→ **Schriftliche Aufgabe 1**
Kannst du den Absatz im Textauszug, der mit „Es war eine meiner ersten Begegnungen“ beginnt, als kurze Stichpunktliste wiedergeben und dabei seine Hauptfakten behalten?

→ **Textauszug**
####################
Nach einem harten Sitzungstag im Europäischen Parlament in Straßburg hat der Christdemokrat manchmal auch noch Zeit für einen hintergründigen Plausch mit Journalisten. Und Hunger hat er auch, großen Hunger. Gut gelaunt betrat Elmar Brok vor einigen Jahren ein Straßburger Restaurant, bestellte eine Schlachtplatte mit Sauerkraut. Wir Korrespondenten am Tisch dachten, die Würste und Kasslerscheiben, die nun aufgetragen wurden, seien für alle gedacht. Nicht ganz. Elmar Brok murmelte grinsend in seinen Schnauzbart: "Ah, da ist ja mein Essen!" und zog die Platte zu sich heran.

Es war eine meiner ersten Begegnungen mit dem altgedienten Europa-Abgeordneten, der seit 1980 immer wieder gewählt wurde. Inzwischen ist er der Dienstälteste der 751 Europa-Abgeordneten. Brok hat ein einnehmendes Wesen und einen unglaublichen Erfahrungsschatz, von dem viele Abgeordnete, aber auch Journalisten im Dunstkreis des Parlaments profitieren.
####################
→ **Datensätze zur Aufgabe**
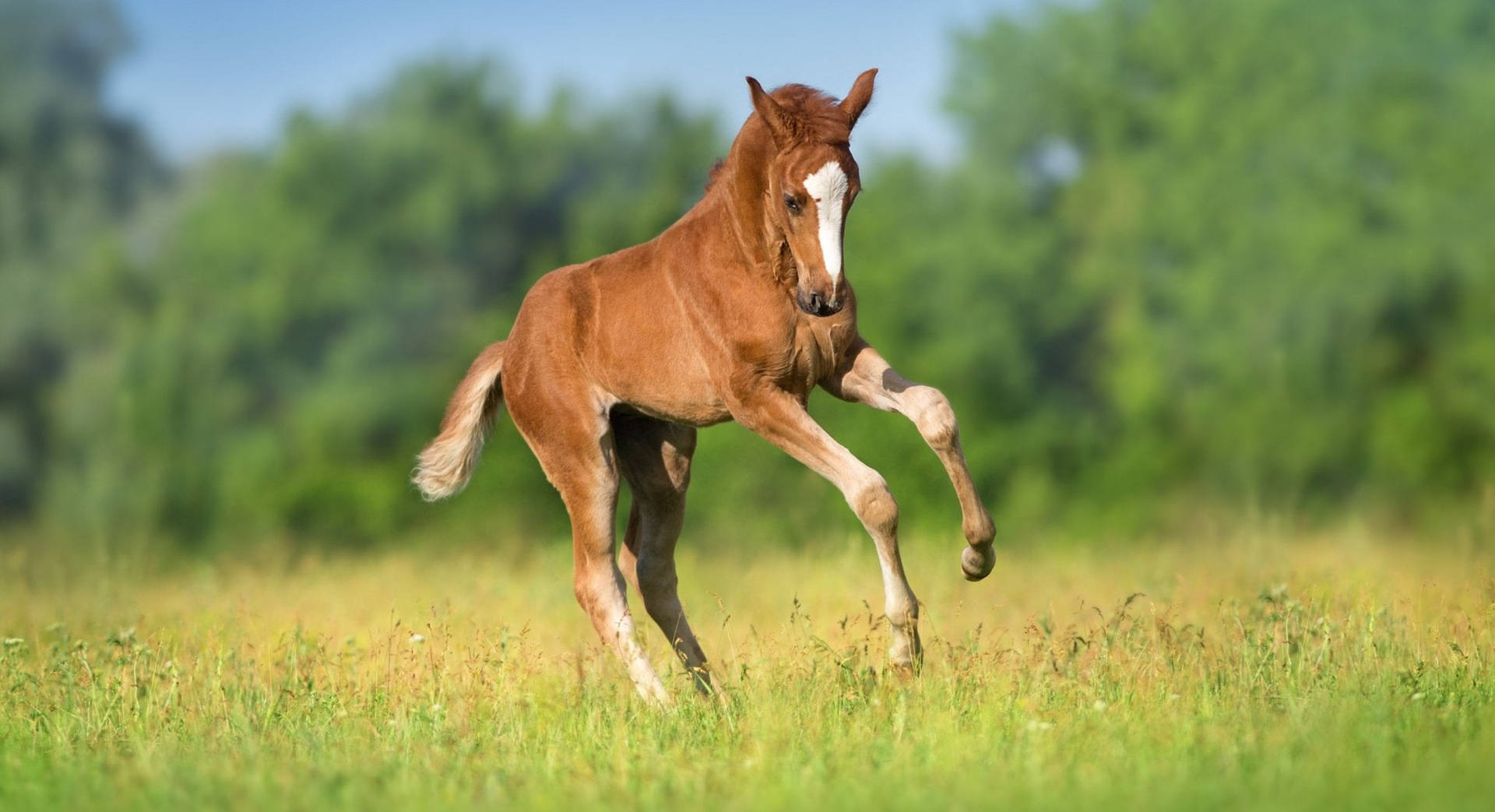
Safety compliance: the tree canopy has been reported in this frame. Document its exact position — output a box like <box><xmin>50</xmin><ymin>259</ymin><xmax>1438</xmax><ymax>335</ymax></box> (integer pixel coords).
<box><xmin>0</xmin><ymin>0</ymin><xmax>1495</xmax><ymax>547</ymax></box>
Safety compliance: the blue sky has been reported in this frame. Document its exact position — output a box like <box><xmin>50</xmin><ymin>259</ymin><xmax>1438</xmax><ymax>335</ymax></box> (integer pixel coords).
<box><xmin>109</xmin><ymin>0</ymin><xmax>1022</xmax><ymax>165</ymax></box>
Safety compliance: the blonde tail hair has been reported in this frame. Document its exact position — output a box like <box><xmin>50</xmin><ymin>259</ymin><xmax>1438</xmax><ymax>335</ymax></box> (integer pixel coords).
<box><xmin>411</xmin><ymin>341</ymin><xmax>504</xmax><ymax>502</ymax></box>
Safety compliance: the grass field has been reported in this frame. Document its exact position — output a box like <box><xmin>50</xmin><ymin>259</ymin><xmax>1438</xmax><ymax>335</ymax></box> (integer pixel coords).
<box><xmin>0</xmin><ymin>533</ymin><xmax>1495</xmax><ymax>809</ymax></box>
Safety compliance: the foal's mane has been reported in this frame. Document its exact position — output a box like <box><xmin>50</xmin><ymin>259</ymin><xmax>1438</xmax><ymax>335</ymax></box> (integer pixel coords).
<box><xmin>705</xmin><ymin>84</ymin><xmax>850</xmax><ymax>190</ymax></box>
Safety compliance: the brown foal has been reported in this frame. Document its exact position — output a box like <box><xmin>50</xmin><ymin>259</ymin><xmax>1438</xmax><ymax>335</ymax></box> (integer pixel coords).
<box><xmin>414</xmin><ymin>69</ymin><xmax>994</xmax><ymax>703</ymax></box>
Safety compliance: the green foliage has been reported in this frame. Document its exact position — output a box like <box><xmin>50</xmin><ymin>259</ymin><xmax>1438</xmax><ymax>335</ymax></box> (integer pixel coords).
<box><xmin>0</xmin><ymin>0</ymin><xmax>161</xmax><ymax>522</ymax></box>
<box><xmin>0</xmin><ymin>0</ymin><xmax>1495</xmax><ymax>547</ymax></box>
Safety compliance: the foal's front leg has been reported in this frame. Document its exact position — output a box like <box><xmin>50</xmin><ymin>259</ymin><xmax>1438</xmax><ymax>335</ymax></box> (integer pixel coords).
<box><xmin>822</xmin><ymin>339</ymin><xmax>997</xmax><ymax>580</ymax></box>
<box><xmin>733</xmin><ymin>387</ymin><xmax>924</xmax><ymax>673</ymax></box>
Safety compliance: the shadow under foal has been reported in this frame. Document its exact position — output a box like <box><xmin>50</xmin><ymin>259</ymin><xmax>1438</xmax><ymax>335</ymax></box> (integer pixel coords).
<box><xmin>414</xmin><ymin>69</ymin><xmax>994</xmax><ymax>703</ymax></box>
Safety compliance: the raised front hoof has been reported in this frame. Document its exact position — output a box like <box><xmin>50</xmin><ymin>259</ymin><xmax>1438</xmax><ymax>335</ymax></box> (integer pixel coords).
<box><xmin>960</xmin><ymin>543</ymin><xmax>997</xmax><ymax>580</ymax></box>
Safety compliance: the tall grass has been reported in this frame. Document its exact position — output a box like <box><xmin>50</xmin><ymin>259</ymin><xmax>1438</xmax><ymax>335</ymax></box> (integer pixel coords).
<box><xmin>0</xmin><ymin>534</ymin><xmax>1495</xmax><ymax>809</ymax></box>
####################
→ **Schriftliche Aufgabe 2**
Welche Zeilen der Datensätze enthalten das Wort „green“? Gib jede davon vollständig zurück.

→ **Lösung 1**
- Eine der ersten Begegnungen mit dem altgedienten Europa-Abgeordneten, der seit 1980 immer wieder gewählt wurde
- Inzwischen der Dienstälteste der 751 Europa-Abgeordneten
- Einnehmendes Wesen und unglaublicher Erfahrungsschatz
- Davon profitieren viele Abgeordnete und Journalisten im Umfeld des Parlaments

→ **Lösung 2**
Safety compliance: the green foliage has been reported in this frame. Document its exact position — output a box like <box><xmin>50</xmin><ymin>259</ymin><xmax>1438</xmax><ymax>335</ymax></box> (integer pixel coords).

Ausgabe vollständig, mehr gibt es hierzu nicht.